REQUIRED TASK » Which lines in the items below contain the word "jersey"? Copy out every one of them.

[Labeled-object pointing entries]
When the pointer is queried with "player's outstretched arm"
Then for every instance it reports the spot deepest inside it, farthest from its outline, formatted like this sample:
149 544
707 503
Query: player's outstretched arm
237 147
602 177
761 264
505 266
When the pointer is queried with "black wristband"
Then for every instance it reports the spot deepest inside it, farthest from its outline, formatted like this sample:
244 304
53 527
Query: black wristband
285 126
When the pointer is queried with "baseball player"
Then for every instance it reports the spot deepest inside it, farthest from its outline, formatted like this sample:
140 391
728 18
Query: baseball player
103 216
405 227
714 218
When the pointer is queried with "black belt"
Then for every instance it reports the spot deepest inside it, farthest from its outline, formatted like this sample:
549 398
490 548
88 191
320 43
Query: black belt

==

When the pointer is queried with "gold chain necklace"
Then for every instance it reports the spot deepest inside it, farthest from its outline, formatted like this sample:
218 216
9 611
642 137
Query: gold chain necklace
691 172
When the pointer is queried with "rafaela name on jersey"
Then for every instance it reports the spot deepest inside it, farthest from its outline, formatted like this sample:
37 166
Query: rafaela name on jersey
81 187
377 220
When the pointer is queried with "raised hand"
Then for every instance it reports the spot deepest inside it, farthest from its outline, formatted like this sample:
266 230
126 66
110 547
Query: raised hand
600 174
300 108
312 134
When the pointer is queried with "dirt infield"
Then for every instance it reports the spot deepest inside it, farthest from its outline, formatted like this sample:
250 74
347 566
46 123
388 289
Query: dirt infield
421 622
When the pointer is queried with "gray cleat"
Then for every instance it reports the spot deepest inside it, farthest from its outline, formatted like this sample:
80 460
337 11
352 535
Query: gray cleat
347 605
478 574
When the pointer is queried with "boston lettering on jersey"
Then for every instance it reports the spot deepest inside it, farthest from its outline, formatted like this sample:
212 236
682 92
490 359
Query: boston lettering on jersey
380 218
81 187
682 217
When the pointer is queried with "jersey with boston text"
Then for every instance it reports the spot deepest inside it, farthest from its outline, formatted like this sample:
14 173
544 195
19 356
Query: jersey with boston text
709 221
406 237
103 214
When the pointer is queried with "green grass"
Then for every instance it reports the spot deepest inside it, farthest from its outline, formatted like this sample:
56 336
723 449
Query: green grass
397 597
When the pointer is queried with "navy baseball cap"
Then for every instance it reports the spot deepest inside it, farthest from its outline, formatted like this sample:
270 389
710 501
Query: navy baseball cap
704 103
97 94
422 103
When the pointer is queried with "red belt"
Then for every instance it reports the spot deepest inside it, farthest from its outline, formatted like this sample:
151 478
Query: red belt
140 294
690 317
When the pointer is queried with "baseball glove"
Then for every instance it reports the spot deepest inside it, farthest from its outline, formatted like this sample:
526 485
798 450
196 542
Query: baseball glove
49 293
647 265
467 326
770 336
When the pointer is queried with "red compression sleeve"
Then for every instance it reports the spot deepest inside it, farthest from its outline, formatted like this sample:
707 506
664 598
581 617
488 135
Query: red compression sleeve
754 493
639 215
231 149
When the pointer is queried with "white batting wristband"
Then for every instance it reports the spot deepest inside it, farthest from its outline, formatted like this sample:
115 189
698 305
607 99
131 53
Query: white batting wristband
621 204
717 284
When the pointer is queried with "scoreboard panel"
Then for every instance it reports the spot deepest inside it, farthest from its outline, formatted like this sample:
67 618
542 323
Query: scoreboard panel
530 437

* * *

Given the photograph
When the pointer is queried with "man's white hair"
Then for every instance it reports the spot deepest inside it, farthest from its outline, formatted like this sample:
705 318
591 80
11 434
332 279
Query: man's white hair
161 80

TASK RESPONSE »
When the pointer is queried with "rafaela name on jersey"
Query: rafaela name on jersey
When the pointer is queried with "boston lettering on jersey"
Query: boston lettering on jersey
When the pointer is queried with "jersey with boston text"
Query: jersey with boston text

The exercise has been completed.